• [PASSAGE PROVIDED]:
FDA preps for enforcement against baby, toddler food contaminated with lead
“FDA does not need an identified action level to determine whether enforcement action is warranted. Irrespective of whether the agency has guidance on an action level for a particular contaminant, the agency considers on a case-by-case basis, whether a food that contains a chemical contaminant is adulterated,” Paul South, director of plant products and beverages at FDA’s office of Food Safety and Applied Nutrition, told stakeholders last week during a question and answer forum online about the agency’s draft guidance, Action Levels for Lead in Food Intended for Babies and Young Children.
The draft guidance published in January is part of FDA’s Closer to Zero Initiative launched in 2021, which includes establishing action levels for toxic elements in food intended for babies and young children that are based on evolving science on health impacts and mitigation techniques, and impact on industry on achievability.
South’s warning about enforcement action comes even as the agency is soliciting feedback about “all aspects” of the draft guidance for lead in children’s food through an open comment period set to close March 27, Conrad Choiniere, director of the Office of Analytics and Outreach at FDA, said during the forum.
“We are actively seeking information and data on all aspects of this issue, such as the levels of exposure from foods that have detrimental health effects, the level of contaminants in those foods, and the measures that growers can take to reduce … the presence of contaminants in their commodities and in their foods.

• [SUPPLIED MATERIAL]:

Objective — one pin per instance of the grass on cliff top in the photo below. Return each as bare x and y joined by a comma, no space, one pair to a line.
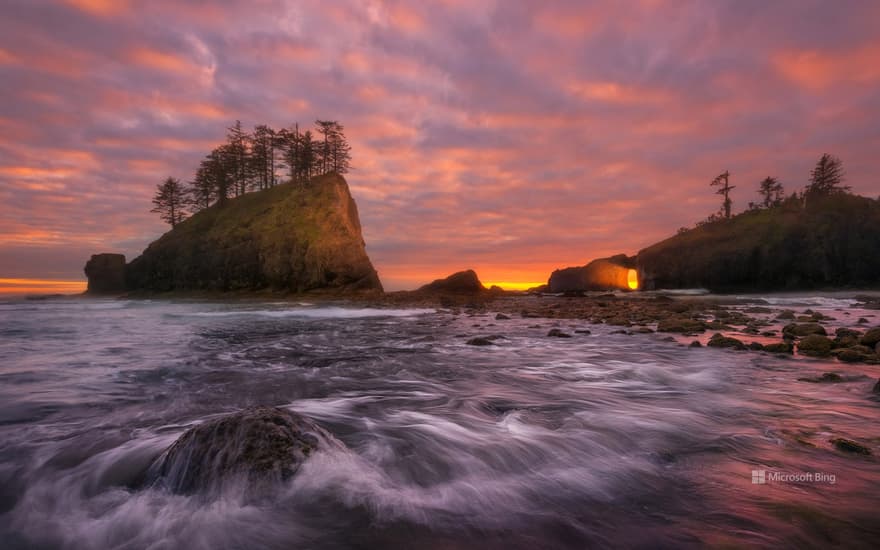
288,208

• [TASK REQUIREMENTS]: Extend the article on FDA action levels for lead in baby and toddler food, picking up right after its final sentence.

• [RESULT OF THE EXERCISE]:
“We’re also interested in the role that nutrition and nutrients can play in mitigating the impact of exposure, particularly among the very young,” and “any information, comments and particularly data that you may have related to the actual levels that we have proposed and presented today, so that it can help us inform our decision-making as we move forward to finalizing action levels for lead in baby food,” he said.
According to the guidance, lead leaves should not exceed:
- 10 parts per billion for fruits, vegetables (excluding single-ingredient root vegetables), mixtures (including grain and meat-based mixtures), yogurt, custards/puddings and single-ingredient meats.
- 22 parts per billion for root vegetables (single ingredient).
- 20 parts per billion for dry cereals.
The agency also encourages manufacturers to share how long it may take them to reduce the levels of lead in their products as appropriate, said South, noting that once the guidance is finalized, the action levels in the draft guidance will reflect levels of lead at which FDA may regard food as adulterated.
He added even after the FDA issues final guidance on action levels, “we will periodically review existing guidance documents to determine whether they need to be changed or withdrawn … there is never a point in time that the action level limits that are set are set in stone.”
As such, he reiterated, each enforcement action will be on a case-by-case basis, which could include action before the guidance is finalized.
The timeline for finalizing the guidance will depend on both the volume and complexity of comments received, said South. “However,” he added, “advancing the guidance is an FDA priority.”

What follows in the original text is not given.